Document text —
::::::::
Arne Ruth is a publicist and former culture editor at Swedish newspapers Dagens Nyheter and Expressen.

Susanne Berger is a US-based German historian heavily involved in research into the life of Raoul Wallenberg, a Swedish diplomat who helped prevent the arrests of thousands of Hungarian Jews during the Second World War.

Dawit Isaak (b. 1964) is an Eritrean-born author and journalist who was arrested in Eritrea on September 23, 2001, as part of a crackdown on the independent media in the country.

Since then he has been held in custody without formal charge or trial. In October 2005, Eritrean authorities briefly released Mr. Isaak for three days, only to immediately detain him again.

Since then, he has not been allowed contact with the outside world nor has he had access to any legal representation. Mr. Isaak had fled Eritrea in 1987 and settled in Sweden where he obtained Swedish citizenship. After Eritrea gained independence in May 1993, Mr. Isaak returned to work for "Setit", one of country's first independent newspapers.
::::::::
Recorded data —
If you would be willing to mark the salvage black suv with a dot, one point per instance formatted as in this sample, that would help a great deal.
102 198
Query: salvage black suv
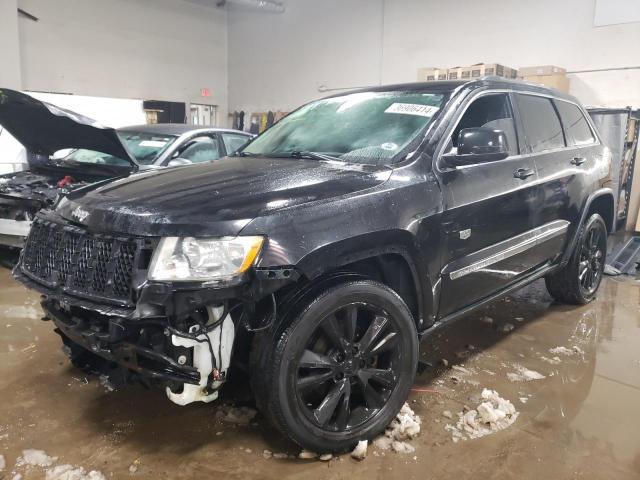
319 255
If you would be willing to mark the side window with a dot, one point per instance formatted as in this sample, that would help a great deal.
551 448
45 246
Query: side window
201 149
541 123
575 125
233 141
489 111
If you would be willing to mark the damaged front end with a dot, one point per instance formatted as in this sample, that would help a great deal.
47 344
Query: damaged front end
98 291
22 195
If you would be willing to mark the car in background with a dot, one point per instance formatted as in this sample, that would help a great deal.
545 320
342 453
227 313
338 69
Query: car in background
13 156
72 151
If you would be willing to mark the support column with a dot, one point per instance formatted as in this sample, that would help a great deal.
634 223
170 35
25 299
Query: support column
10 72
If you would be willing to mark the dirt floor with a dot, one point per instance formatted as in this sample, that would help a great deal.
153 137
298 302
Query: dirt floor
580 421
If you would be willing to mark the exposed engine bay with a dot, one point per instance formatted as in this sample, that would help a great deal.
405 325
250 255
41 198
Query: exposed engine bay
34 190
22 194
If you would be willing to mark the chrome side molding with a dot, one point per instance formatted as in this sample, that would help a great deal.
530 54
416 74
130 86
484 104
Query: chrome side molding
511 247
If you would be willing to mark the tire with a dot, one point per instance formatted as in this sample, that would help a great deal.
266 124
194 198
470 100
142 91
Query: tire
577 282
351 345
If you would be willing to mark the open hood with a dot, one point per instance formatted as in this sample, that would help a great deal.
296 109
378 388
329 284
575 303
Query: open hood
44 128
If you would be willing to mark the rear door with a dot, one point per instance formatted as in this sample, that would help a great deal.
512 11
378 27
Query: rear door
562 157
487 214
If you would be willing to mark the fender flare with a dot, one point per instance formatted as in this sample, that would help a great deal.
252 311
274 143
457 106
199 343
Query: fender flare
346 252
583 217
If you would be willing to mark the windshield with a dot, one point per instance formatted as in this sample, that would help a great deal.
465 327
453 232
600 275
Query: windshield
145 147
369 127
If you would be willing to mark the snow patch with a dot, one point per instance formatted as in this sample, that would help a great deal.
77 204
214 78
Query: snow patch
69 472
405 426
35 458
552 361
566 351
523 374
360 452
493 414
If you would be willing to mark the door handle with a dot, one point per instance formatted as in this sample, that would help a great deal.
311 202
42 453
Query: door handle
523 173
::::::::
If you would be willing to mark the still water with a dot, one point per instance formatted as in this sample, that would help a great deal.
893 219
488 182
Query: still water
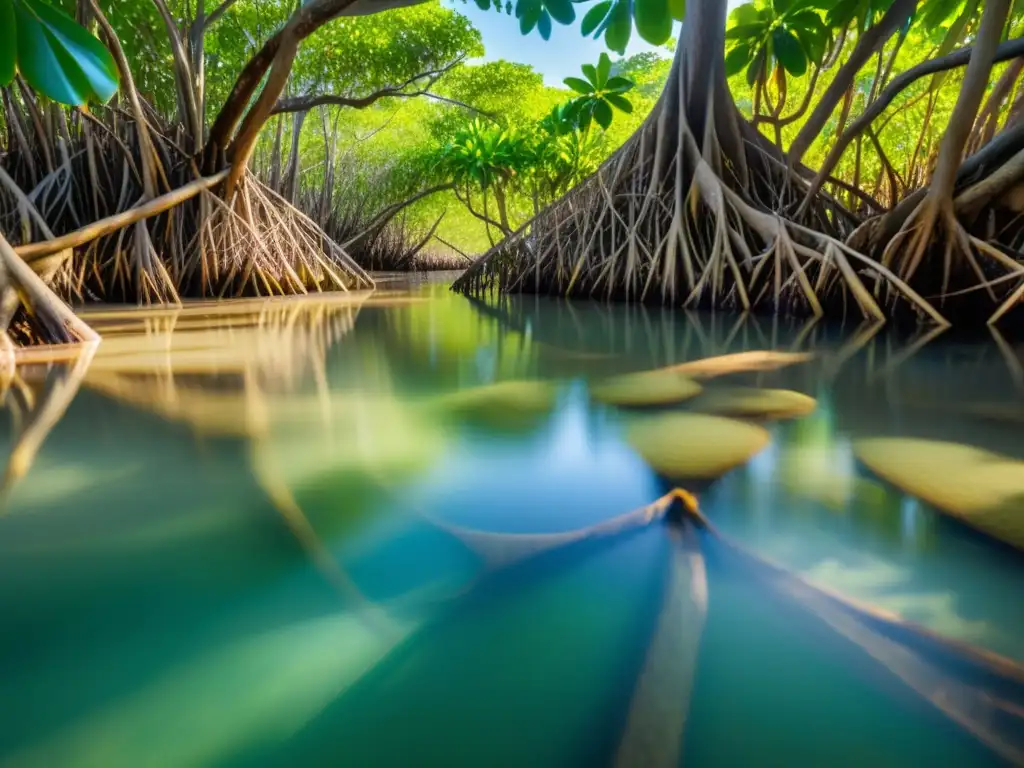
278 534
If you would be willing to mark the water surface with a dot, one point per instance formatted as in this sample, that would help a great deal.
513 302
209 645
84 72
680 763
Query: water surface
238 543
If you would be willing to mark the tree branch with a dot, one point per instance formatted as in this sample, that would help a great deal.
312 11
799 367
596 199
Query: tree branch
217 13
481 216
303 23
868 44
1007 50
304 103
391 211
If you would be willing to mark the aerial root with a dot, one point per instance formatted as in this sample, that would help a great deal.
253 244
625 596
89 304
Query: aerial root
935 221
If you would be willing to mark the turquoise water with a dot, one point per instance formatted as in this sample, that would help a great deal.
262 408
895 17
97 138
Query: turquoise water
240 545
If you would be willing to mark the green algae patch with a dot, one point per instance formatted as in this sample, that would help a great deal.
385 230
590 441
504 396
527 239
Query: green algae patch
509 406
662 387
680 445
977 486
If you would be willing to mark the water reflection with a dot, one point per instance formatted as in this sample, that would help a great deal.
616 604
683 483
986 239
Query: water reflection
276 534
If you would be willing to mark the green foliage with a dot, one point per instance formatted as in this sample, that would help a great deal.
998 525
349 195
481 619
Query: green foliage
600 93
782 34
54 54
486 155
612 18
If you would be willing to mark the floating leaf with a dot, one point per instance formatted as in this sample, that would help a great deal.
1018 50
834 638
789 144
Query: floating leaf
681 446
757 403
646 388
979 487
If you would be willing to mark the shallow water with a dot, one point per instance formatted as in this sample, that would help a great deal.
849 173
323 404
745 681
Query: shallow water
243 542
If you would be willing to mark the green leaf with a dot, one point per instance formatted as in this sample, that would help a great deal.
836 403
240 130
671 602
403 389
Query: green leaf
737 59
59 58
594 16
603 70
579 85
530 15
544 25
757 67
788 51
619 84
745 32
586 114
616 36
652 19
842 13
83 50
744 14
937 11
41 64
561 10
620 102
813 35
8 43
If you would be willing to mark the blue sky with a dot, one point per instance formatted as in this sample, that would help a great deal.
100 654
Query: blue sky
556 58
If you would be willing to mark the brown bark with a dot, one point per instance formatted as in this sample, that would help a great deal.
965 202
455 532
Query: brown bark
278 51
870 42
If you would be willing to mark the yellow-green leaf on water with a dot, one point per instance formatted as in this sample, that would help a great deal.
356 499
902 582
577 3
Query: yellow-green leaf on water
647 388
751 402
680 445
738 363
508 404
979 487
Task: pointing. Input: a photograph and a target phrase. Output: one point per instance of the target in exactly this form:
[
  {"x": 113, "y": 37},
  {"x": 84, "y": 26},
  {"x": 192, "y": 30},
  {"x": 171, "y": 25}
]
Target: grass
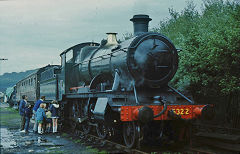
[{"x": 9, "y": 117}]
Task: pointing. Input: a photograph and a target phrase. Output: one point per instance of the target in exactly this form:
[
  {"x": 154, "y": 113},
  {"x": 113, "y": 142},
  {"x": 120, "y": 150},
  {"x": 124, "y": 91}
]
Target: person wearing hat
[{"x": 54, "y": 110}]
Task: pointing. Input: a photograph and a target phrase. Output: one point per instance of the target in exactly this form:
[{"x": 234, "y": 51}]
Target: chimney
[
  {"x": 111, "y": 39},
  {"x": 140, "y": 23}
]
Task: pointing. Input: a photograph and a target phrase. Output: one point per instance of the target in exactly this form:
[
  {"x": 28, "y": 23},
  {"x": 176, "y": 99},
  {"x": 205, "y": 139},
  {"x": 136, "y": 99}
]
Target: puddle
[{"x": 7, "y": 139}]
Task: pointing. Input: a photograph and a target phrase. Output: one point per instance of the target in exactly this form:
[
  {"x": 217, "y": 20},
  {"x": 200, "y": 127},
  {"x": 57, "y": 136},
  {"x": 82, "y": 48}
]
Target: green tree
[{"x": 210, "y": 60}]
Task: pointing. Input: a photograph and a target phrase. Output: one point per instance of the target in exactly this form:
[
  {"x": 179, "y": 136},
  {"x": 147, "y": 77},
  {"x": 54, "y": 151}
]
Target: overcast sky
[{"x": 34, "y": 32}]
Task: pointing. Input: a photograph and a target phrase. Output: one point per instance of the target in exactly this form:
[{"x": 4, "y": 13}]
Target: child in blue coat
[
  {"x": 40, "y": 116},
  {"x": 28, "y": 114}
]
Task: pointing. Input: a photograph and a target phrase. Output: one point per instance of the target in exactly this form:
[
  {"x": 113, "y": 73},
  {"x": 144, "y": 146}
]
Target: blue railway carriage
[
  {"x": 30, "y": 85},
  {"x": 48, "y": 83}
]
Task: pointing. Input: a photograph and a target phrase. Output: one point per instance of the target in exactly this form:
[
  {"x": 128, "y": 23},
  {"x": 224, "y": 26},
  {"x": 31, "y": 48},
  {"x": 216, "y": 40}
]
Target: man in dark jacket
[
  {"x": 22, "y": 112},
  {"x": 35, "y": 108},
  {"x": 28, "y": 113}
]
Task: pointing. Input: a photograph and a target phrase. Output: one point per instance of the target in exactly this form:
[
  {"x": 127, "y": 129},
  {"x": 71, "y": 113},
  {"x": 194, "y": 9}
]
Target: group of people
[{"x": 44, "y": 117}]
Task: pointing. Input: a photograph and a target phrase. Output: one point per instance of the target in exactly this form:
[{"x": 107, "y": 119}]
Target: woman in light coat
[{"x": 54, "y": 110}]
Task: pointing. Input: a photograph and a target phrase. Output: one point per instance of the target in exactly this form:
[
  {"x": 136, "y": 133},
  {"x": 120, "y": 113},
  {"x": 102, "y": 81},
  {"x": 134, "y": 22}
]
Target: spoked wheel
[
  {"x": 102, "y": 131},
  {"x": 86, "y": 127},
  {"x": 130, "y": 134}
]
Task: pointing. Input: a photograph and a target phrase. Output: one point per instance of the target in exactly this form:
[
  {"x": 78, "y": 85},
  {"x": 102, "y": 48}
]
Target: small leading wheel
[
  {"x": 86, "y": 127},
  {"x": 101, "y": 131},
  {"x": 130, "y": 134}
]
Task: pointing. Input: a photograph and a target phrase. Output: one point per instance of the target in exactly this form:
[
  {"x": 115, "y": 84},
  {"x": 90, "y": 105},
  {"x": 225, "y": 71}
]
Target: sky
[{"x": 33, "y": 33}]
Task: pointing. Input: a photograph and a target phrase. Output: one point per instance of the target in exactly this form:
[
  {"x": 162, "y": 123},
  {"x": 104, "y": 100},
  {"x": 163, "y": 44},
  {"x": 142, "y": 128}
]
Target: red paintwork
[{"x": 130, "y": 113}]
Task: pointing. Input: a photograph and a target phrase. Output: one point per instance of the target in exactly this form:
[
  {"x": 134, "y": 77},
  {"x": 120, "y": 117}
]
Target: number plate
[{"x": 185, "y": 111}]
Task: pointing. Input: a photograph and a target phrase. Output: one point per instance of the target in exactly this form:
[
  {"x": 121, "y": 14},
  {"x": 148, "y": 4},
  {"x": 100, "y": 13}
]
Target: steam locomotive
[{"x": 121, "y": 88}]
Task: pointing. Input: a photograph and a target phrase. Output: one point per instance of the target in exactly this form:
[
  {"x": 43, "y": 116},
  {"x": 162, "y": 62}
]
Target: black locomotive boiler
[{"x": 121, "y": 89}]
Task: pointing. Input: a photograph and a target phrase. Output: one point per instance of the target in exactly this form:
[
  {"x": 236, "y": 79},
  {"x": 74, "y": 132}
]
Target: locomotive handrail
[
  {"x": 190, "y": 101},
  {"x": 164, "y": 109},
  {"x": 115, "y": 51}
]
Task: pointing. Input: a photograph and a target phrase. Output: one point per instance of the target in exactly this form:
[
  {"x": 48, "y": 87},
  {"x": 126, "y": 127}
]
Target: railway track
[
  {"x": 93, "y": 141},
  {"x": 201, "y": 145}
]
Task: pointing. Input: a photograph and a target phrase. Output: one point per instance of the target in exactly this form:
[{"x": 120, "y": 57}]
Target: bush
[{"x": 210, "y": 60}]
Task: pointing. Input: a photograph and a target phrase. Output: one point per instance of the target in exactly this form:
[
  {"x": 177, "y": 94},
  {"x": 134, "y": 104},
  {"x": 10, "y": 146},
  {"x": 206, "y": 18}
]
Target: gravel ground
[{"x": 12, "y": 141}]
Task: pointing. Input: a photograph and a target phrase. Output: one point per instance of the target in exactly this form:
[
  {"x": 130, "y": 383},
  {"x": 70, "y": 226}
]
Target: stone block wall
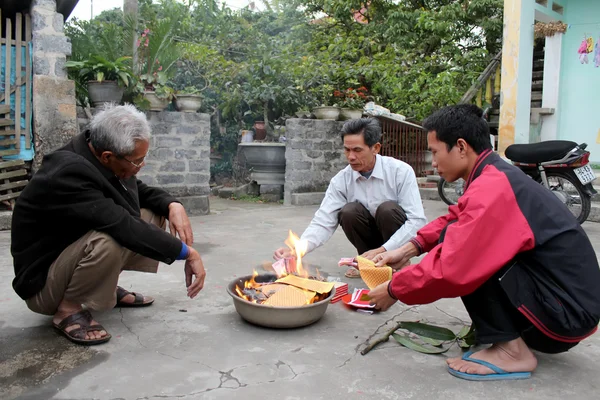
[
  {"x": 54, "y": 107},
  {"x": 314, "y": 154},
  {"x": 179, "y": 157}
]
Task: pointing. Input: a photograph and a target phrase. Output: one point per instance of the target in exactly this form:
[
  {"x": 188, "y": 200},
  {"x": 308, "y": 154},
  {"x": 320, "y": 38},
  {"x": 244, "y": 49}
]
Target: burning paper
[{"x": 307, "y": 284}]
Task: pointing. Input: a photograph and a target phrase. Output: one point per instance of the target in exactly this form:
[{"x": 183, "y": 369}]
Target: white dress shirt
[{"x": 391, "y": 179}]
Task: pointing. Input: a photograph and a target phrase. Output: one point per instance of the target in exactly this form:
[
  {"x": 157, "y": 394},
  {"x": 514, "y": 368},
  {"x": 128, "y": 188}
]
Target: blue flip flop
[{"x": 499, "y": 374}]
::::::::
Assignment —
Rewrite the biographical text starting at the words "Dawit Isaak (b." and stopping after "in the country.", with "journalist" changed to "reporter".

Answer section —
Dawit Isaak (b. 1964) is an Eritrean-born author and reporter who was arrested in Eritrea on September 23, 2001, as part of a crackdown on the independent media in the country.